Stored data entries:
*** Begin section ***
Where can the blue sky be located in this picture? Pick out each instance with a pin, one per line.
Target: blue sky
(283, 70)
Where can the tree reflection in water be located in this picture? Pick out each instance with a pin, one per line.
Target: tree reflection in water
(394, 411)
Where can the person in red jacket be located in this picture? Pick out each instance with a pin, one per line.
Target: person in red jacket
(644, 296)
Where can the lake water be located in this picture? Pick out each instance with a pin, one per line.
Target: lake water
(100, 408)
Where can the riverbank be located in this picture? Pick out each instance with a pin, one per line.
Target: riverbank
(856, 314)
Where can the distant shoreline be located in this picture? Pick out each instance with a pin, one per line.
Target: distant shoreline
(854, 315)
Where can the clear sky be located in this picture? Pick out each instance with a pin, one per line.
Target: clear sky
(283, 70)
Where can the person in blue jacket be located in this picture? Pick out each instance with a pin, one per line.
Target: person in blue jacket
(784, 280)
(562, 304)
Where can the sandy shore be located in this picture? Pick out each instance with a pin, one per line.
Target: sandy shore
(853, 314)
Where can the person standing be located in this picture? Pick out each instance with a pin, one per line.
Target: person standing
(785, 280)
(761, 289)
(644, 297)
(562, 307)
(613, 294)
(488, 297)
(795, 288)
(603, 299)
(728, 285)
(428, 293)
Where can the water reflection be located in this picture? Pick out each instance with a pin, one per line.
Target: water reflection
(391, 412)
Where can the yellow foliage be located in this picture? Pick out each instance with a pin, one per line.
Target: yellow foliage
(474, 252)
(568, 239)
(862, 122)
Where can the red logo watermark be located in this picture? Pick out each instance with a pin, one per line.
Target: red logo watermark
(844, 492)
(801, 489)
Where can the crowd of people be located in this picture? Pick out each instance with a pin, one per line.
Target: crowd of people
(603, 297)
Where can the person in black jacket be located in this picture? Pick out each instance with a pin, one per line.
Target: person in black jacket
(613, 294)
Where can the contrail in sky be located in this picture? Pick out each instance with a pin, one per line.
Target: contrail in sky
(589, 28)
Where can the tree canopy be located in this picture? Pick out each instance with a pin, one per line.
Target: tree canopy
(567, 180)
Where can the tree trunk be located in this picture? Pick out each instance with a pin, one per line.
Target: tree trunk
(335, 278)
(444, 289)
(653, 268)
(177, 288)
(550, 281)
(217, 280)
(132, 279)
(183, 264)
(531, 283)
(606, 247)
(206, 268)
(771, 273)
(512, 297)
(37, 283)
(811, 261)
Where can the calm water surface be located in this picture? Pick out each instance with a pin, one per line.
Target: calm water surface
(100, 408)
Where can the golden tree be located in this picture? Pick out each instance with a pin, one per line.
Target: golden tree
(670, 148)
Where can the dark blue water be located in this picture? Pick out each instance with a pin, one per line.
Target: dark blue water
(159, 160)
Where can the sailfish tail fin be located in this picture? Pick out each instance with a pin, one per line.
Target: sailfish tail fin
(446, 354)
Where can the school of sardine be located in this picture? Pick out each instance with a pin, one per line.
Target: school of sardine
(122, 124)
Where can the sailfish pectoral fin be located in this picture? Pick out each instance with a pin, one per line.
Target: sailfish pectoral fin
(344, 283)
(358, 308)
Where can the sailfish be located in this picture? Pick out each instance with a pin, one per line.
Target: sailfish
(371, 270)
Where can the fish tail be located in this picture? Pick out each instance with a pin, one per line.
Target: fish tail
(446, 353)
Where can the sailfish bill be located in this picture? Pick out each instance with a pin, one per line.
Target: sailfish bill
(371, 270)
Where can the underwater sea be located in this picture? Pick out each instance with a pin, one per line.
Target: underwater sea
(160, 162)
*** End section ***
■ Your instructions: Retype the entries exactly, please. Leave no line out.

■ Result for this exercise:
Where can the blue sky be located in this picture? Pick out each instance with a pin, one per line.
Target: blue sky
(283, 70)
Where can the tree reflection in water be located in this picture? Pick out each instance with a pin, one per line.
Target: tree reflection in water
(394, 411)
Where can the person in red jacket be located in this picture? Pick out each instance with a pin, one per line.
Target: person in red jacket
(644, 296)
Where can the lake water be located in this picture? Pick out each instance with a pin, one per line.
Target: lake water
(100, 408)
Where can the riverbank be located in this picture? Pick out each instance with a pin, one per line.
Target: riverbank
(856, 314)
Where can the distant shoreline be located in this picture? Pick out each instance with a pin, one per line.
Target: distant shoreline
(854, 315)
Where can the clear sky be located in this picture? Pick out each instance with a pin, one per line.
Target: clear sky
(283, 70)
Where can the person in blue jacket be located in this picture? Pick out each instance with a pin, one per line.
Target: person in blue jacket
(784, 280)
(562, 304)
Where can the sandy shore be located in this picture? Pick out each instance with a pin, one per line.
Target: sandy shore
(853, 314)
Where can the person standing be located in this picture? Pick out each instance with a pin, one per line.
Target: person standing
(785, 280)
(761, 289)
(644, 297)
(562, 307)
(613, 294)
(488, 297)
(795, 288)
(603, 299)
(728, 285)
(428, 293)
Where can the water reflection be located in this picture? Pick out each instance with a pin, one per line.
Target: water reflection
(391, 412)
Where can the yellow foliage be located in this picture? Pick out each instance with a pin, one per line.
Target: yellow foliage
(474, 252)
(568, 239)
(862, 122)
Where can the red logo watermark be located in this picture? Pick out each instance with a pin, one per line.
Target: red logo watermark
(844, 492)
(801, 489)
Where can the crowd of people be located in this picture? Pick out each instance with a pin, one per line.
Target: crowd of people
(603, 297)
Where can the person in black jacket be located in this picture? Pick out each instance with a pin, one per line.
Target: person in black jacket
(613, 294)
Where can the contrail in sky be located in this picture? Pick out each instance with a pin, one per line.
Target: contrail in sky
(589, 28)
Where can the tree canopy be located in this picture? Pick out each instance with a pin, one per line.
Target: tree canopy
(567, 180)
Where can the tree trunk be located in this picture? Pick out each instance with a pin, one per line.
Target: tree trunk
(335, 278)
(444, 289)
(653, 268)
(177, 288)
(550, 281)
(217, 280)
(132, 279)
(183, 264)
(531, 283)
(606, 247)
(206, 268)
(771, 273)
(512, 297)
(37, 283)
(811, 261)
Where can the calm water surface be located in this picture? Pick out each instance with a pin, one per line.
Target: calm water surface
(100, 408)
Where can the golden tree be located in this picture? Pick out each instance with a pin, one per line.
Target: golden tree
(670, 148)
Where can the dark blue water be located in this picture? Pick out each instance with a pin, one per line.
Target: dark blue water
(159, 160)
Where can the sailfish tail fin be located in this picture? Pick out each instance with a pin, one per line.
Target: sailfish tail fin
(446, 354)
Where can the school of sardine be located in this picture? Pick out each instance with a pin, one per line.
Target: school of sardine
(122, 124)
Where can the sailfish pectoral fin be located in this picture? Pick out each instance with a pin, one per line.
Target: sailfish pectoral fin
(344, 283)
(358, 308)
Where can the sailfish be located in this picture? Pick out each instance with a pin, one per line.
Target: sailfish
(371, 270)
Where can the fish tail be located in this picture? Pick out each instance with a pin, one per line.
Target: fish tail
(446, 353)
Where can the sailfish bill be located in this picture? Pick out each instance with a pin, one per line.
Target: sailfish bill
(371, 270)
Where can the underwater sea be located in this picture? Pick out each instance with a pin, one per line.
Target: underwater sea
(160, 162)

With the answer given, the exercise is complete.